When you are a suspect in a crime, the law prohibits you from direct contact with the witness or victim of your wrongdoing. These regulations are in place to protect those testing, reporting an offense, or aiding the investigators or DA from harassment or intimidation and encourage them to cooperate with the court.

Dissuading a witness or victim under PEN 136.1 occurs when you cause someone else to withhold their testimony or information, testify falsely, or skip a hearing after being summoned. A violation of PEN 136.1 is a criminal offense that is severely punished even if you were not engaged in its commissioning. The Los Angeles Criminal Attorney can mount a solid defense for a positive outcome if faced with these charges.

General View of Dissuading a Witness or Victim

California PEN 136.1 discourages you from dissuading, harassing, intimidating, or tampering with a victim or witness to a crime. Simply put, a PEN 136.1 violation consists of any attempts to stop a victim or witness from doing the following:

  • Recording a statement or testifying to an offense
  • Aiding the prosecutor or police in solving a crime
  • Helping the police to make an arrest

The offense of witness tampering can be filed as a misdemeanor or felony based on your case’s circumstances. You risk forty-eight months in jail or state prison incarceration when found guilty of the offense.

A PEN 136.1 contravention is a specific intent crime, meaning that you must be found guilty if you knowingly or deliberately dissuaded or intimidated a witness to injure or annoy.

Witness Tampering Elements

The court will find you guilty of a PEN 136.1 violation if they can establish the following aspects beyond reasonable certainty:

1.  You Acted Spitefully and Knowingly

Acting knowingly means doing something on purpose. And because tampering with a witness is a specific intent crime, the prosecutor should show the court that you were aware the person was a witness and that your actions towards the individual amounted to intimidation. Further, the DA must show that you knew that intimidating or dissuading a witness or a victim of a crime would prevent them from reporting or testifying before a judge. If the DA cannot prove this element, you are innocent of the charges against you.

For instance, your employer accuses you of embezzlement of funds. To clear the confusion and straighten issues, you visit your employer’s home in the middle of the night and start shouting his name. Even if you intimidated them into dropping the embezzlement charges against you by yelling, you did not do so on purpose. You intended to straighten matters and, therefore, cannot be charged with witness tampering.

Similarly, they must prove your conduct during the crime was malicious. A malicious act is performed willfully and intended to cause harm or annoyance.

For example, your college roommate walks in the room and finds you with an unlicensed firearm and colossal cash. To prevent them from reporting the matter to the authorities, you trap the roommate in the room and threaten them until they agree not to notify the police. Under these circumstances, you are guilty of witness tampering because you deliberately trapped them to dissuade them from reporting the case.

Nonetheless, when you dissuade a family member who is a witness to or a victim of an offense for their safety, you cannot be guilty under PEN 136.1.

2.  You Dissuaded or Attempted to Dissuade

The prosecutor must prove that you dissuaded a victim from:

  • Showing up for appointed court proceedings
  • Testifying in court
  • Reporting a crime
  • Aiding an arrest or prosecution process

It is worth noting that an attempt alone is enough to earn a conviction. The prosecutor does not need to prove your attempts were successful.

##########

* _Task instructions_
a: In the witness-dissuasion text, list the four things the prosecutor must prove you dissuaded a victim from doing.
b: According to the witness-dissuasion text, how much time behind bars do you risk if found guilty of witness tampering?
c: From the witness-dissuasion text, print everything from "The court will" down to "charges against you.".

* _Records from a point labeling set_

##########

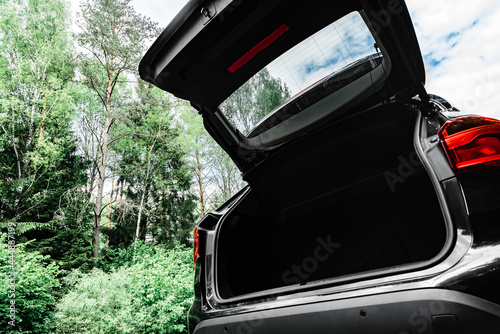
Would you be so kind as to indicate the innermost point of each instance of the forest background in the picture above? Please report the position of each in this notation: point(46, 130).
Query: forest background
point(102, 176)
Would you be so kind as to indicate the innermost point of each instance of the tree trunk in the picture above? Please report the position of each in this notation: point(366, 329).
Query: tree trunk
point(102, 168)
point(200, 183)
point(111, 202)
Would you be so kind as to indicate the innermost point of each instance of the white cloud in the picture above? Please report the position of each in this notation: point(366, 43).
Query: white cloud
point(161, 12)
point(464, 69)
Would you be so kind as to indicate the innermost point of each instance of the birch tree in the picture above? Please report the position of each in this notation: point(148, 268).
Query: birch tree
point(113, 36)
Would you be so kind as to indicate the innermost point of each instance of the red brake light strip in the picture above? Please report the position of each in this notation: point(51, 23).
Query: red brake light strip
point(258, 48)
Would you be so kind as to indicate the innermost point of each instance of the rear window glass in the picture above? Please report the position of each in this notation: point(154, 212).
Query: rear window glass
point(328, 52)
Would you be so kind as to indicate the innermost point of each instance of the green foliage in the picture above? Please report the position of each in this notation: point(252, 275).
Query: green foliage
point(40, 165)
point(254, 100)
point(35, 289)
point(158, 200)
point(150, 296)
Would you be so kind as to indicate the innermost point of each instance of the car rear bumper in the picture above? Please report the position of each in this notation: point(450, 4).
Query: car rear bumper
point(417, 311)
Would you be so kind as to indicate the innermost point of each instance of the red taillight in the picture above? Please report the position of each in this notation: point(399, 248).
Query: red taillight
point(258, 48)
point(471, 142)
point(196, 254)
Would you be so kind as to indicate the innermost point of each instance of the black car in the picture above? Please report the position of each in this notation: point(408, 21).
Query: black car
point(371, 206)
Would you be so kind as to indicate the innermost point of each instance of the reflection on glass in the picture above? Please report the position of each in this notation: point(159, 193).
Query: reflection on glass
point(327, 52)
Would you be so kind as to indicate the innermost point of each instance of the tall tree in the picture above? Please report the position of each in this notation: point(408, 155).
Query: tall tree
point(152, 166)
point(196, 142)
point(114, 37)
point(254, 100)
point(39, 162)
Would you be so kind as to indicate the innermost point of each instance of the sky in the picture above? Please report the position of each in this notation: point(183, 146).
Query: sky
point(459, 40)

##########

* _Outputs by task_
a:
- Showing up for appointed court proceedings
- Testifying in court
- Reporting a crime
- Aiding an arrest or prosecution process

b: Forty-eight months in jail or state prison.

c:
The court will find you guilty of a PEN 136.1 violation if they can establish the following aspects beyond reasonable certainty:

1.  You Acted Spitefully and Knowingly

Acting knowingly means doing something on purpose. And because tampering with a witness is a specific intent crime, the prosecutor should show the court that you were aware the person was a witness and that your actions towards the individual amounted to intimidation. Further, the DA must show that you knew that intimidating or dissuading a witness or a victim of a crime would prevent them from reporting or testifying before a judge. If the DA cannot prove this element, you are innocent of the charges against you.